→ **Page**:
begin

The problem begins at work. It’s nothing new or particularly shocking for employers to require workers to wear uniforms or regulate their use of time. But the pursuit of greater efficiency and increasing technological capacity encourage employers to impose ever more rigorous scrutiny of increasingly minute activities. According to a Brookings Institution report that Ahmari cites, the 21st century has seen an:

onslaught of intrusive workplace surveillance practices in the United States. Companies have the legal ability to use keylogger software on business computers, deploy video surveillance cameras, monitor worker attentiveness, track physical movements through geolocation software, compile lists of visited websites and applications, monitor emails, social media posts, and collaboration tools, and compile productivity data on how workers are spending their time and how long it takes them to finish particular tasks.

There’s something dystopian about these practices, which provide fodder for not-quite speculative fictions like Black Mirror and other technological horror stories. But the situation is even more frightening when managerial power extends beyond the working day. Ahmari catalogs situations in which workers have not only been surveilled in their political opinions but even compelled to engage in partisan political activity. Many such cases are related to DEI efforts that have received extensive attention from conservative (and some liberal) critics. But there are also examples on the right. In 2019, Ahmari notes, workers at a Royal Dutch Shell plant in Pennsylvania were warned that they would not be paid if they declined to attend a speech by then President Trump.

The late social theorist Albert Hirschman identified two possible responses to dissatisfaction with an organization’s performance: exit and voice. Exit means you can quit dealing with the organization that displeases you. Depending on the precise relationship, that could mean buying different products, taking another job, or even escaping altogether by moving to a different geographic region.

Voice means trying to maintain the relationship while improving performance by expressing grievances or promoting reform. In other words, you might complain to the manager, engage in a boycott, go on strike, or attempt to elect a government that will pursue appropriate regulation.

Because it involves free agents making their own decisions about the relationships they will accept, exit is associated with market behavior. Voice is a more conventionally political strategy. The categories overlap, though. Hirschman pointed out that governments sometimes try to reduce voice by encouraging dissenters to emigrate. On the other hand, legally granted monopolies make exits difficult even when they are in principle open to public criticism.

The core of Ahmari’s argument—and the source of his title—is that limits on the influence of ordinary people also apply in ostensible free markets. If you can’t afford the costs of moving, temporarily losing income, or acquiring new skills, it’s little comfort that you’re theoretically free to quit your job. When subject to noncompete clauses that have spread from the executive suite to the fast food kitchen, it may not even be legal to take a position with a competitor. And even if you have the wherewithal and permission to pursue alternatives, appropriate jobs may not be available. Extending a classic critique, Ahmari argues that the right of exit is merely formal when it does not acknowledge vast disparities of resources between the buyers and sellers of labor.

end

→ **Entries**:
begin

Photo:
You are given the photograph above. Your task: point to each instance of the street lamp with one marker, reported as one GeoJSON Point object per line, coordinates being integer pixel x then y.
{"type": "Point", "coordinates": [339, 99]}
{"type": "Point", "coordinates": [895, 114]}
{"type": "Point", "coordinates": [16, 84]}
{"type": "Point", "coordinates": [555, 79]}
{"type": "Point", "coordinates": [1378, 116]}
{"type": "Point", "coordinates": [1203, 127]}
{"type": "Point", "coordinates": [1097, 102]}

end

→ **What you will do**: Write out the essay on workplace power from "onslaught of intrusive" to "finish particular tasks.".

→ **The solution**:
onslaught of intrusive workplace surveillance practices in the United States. Companies have the legal ability to use keylogger software on business computers, deploy video surveillance cameras, monitor worker attentiveness, track physical movements through geolocation software, compile lists of visited websites and applications, monitor emails, social media posts, and collaboration tools, and compile productivity data on how workers are spending their time and how long it takes them to finish particular tasks.